◆ What the exercise asks
Please extract every line of the entries below and reproduce each one word for word, changing nothing.

◆ Data lines
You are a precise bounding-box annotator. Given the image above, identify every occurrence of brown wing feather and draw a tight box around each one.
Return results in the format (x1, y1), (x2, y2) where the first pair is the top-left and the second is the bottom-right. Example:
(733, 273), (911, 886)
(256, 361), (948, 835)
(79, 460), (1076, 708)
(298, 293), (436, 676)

◆ Result of the exercise
You are a precise bounding-box annotator. Given the image above, identify every occurrence of brown wing feather and draw a tight box around each one.
Return results in the format (x1, y1), (x2, y2) where the first pair is the top-left and the second is the bottom-right. Example:
(733, 273), (911, 886)
(256, 361), (948, 835)
(79, 460), (1076, 708)
(298, 293), (436, 676)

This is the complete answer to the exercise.